WHAT THE TASK ASKS » Search the entries below for "side", and copy each line where it appears.

┌────────

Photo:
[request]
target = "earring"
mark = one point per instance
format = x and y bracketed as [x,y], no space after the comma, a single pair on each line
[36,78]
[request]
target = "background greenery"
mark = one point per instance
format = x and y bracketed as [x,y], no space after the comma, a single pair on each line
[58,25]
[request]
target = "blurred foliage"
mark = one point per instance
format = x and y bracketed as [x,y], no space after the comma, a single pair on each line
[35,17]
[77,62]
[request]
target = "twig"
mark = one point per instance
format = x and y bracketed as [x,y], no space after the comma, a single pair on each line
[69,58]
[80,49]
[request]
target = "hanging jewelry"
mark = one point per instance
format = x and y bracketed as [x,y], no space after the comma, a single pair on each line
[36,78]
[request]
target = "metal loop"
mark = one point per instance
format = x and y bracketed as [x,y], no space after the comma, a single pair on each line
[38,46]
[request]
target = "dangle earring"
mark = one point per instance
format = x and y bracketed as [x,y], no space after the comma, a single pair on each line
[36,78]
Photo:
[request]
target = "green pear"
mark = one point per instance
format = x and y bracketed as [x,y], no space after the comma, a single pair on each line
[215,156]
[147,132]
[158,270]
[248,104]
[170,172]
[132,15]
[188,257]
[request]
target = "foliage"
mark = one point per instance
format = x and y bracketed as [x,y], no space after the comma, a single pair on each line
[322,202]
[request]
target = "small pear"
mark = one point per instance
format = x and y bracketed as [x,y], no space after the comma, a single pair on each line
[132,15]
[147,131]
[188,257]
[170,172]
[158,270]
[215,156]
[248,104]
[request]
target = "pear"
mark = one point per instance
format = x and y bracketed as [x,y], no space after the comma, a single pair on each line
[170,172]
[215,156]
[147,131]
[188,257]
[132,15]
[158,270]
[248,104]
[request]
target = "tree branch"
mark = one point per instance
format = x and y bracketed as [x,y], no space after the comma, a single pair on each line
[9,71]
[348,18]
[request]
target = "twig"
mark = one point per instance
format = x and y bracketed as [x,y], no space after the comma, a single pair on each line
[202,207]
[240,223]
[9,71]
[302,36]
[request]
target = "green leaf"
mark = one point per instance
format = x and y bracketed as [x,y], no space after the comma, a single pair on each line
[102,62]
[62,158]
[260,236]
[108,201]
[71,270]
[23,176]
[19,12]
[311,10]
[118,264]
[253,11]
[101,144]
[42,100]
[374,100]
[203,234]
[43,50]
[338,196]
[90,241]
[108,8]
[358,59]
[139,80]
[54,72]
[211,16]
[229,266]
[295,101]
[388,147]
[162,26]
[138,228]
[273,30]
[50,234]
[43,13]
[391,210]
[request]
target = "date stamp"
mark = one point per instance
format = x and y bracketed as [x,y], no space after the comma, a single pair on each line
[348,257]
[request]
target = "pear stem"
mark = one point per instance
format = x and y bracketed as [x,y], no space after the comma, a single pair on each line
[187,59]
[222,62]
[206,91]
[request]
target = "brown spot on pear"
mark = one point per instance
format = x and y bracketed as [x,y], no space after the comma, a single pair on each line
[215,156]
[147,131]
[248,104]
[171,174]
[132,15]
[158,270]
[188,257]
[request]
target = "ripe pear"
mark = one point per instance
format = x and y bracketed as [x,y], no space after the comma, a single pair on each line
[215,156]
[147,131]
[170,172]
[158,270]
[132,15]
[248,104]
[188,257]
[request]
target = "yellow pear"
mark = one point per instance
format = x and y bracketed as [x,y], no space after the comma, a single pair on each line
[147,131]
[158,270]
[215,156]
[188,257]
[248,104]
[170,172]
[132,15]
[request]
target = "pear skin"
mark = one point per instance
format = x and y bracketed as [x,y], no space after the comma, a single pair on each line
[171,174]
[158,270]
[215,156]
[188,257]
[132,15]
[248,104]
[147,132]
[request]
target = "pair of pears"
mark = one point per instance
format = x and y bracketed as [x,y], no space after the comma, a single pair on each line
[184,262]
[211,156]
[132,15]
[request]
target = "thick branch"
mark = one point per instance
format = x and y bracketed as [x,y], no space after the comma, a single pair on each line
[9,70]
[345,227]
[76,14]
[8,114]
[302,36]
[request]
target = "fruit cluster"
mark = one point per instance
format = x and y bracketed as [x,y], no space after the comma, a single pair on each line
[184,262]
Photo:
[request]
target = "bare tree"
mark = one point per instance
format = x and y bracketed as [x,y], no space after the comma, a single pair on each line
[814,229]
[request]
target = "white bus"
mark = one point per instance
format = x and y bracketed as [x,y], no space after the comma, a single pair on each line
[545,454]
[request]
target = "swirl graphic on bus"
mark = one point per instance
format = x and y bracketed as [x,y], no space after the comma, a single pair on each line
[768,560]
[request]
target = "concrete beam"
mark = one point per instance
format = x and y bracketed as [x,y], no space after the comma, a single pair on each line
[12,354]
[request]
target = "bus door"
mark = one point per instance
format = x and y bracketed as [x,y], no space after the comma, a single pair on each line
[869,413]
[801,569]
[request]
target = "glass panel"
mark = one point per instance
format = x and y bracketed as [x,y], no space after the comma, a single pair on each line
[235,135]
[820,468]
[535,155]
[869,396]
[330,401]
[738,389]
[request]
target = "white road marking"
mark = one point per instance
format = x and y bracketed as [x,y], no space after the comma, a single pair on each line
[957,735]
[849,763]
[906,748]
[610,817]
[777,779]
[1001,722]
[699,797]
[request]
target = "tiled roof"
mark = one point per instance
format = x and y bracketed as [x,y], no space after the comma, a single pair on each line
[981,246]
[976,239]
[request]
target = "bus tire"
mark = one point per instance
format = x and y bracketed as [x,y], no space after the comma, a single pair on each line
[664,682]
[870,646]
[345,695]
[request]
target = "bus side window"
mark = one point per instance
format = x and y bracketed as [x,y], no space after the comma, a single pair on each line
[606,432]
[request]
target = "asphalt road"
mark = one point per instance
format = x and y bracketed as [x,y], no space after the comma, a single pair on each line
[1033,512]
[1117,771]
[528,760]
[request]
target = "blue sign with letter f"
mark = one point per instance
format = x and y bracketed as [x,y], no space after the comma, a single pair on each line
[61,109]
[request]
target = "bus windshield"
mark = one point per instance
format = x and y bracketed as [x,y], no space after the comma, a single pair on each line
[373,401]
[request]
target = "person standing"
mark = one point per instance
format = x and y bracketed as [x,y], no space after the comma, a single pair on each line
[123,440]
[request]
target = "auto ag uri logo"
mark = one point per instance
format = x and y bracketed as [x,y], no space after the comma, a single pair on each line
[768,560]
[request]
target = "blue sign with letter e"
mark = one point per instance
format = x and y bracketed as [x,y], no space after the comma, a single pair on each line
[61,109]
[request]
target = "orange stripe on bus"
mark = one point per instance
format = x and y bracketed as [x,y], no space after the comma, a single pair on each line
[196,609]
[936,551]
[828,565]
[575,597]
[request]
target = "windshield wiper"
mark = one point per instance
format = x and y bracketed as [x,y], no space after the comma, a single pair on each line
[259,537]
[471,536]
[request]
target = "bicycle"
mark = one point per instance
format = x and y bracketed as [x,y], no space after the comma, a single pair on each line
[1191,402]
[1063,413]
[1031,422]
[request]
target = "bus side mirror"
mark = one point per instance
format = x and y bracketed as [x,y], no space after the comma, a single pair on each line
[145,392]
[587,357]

└────────

ANSWER BOX »
target = "bus side window"
target = "bus side mirror"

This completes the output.